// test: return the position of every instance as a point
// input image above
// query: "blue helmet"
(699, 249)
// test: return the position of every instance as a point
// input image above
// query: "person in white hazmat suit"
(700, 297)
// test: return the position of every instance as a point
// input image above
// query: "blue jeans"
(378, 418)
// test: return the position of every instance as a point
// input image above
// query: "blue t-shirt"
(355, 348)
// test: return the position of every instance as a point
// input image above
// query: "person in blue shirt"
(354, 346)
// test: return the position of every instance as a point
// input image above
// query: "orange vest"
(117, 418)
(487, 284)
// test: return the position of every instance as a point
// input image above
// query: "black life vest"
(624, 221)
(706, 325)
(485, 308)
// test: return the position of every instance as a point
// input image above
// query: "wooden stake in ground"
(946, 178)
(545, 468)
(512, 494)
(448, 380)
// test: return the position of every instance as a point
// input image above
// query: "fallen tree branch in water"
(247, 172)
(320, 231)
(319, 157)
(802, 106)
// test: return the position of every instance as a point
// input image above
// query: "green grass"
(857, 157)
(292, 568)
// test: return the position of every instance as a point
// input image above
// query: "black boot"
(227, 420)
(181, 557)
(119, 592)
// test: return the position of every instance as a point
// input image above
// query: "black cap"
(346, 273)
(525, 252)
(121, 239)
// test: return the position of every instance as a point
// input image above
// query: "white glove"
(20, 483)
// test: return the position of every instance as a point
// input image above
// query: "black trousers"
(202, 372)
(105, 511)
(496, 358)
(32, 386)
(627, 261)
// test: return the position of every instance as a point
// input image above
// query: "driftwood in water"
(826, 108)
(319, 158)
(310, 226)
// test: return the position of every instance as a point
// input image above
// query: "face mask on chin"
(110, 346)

══════

Work required:
Print every record exactly as it was given.

Answer to the problem:
// test: return the position of every instance as a point
// input image above
// query: "blue helmet"
(699, 249)
// test: return the position of every instance as a point
// input image above
// query: "person in white hazmat suit"
(700, 297)
// test: return the position of every instance as a point
// input image above
// query: "blue jeans"
(378, 418)
// test: return the position of every instance as a point
// input image above
// query: "blue t-shirt"
(355, 348)
// test: return the position of every instance as a point
// input image above
// query: "person in blue shirt"
(354, 346)
// test: return the position of every instance as a point
// input image above
// query: "orange vest"
(117, 418)
(487, 284)
// test: return the position of every instance as a point
// input image above
// query: "black life vest"
(624, 221)
(706, 325)
(485, 308)
// test: return the position of every instance as a point
// input image above
// query: "wooden stake in ground"
(946, 178)
(545, 468)
(512, 494)
(448, 380)
// test: return the position of every instance as a point
// input image above
// query: "fallen tree branch in water"
(247, 172)
(320, 231)
(319, 157)
(802, 106)
// test: return the position of every instance as a point
// input image above
// query: "green grass"
(857, 157)
(292, 568)
// test: return the position of every instance as a point
// input image above
// query: "black boot"
(227, 420)
(181, 557)
(119, 592)
// test: return the position of every instance as a point
// input image above
// query: "black cap"
(346, 273)
(525, 252)
(121, 239)
// test: return the position of every instance as a point
// input image above
// query: "white glove"
(20, 483)
// test: return the position of every instance as a point
// input image above
// query: "black trousers"
(202, 372)
(105, 511)
(496, 358)
(32, 386)
(627, 261)
// test: return the position of every instance as a point
// input image above
// query: "driftwood in water"
(826, 108)
(319, 158)
(310, 226)
// test: return the position of every instance as a point
// input image above
// query: "face mask on chin"
(110, 346)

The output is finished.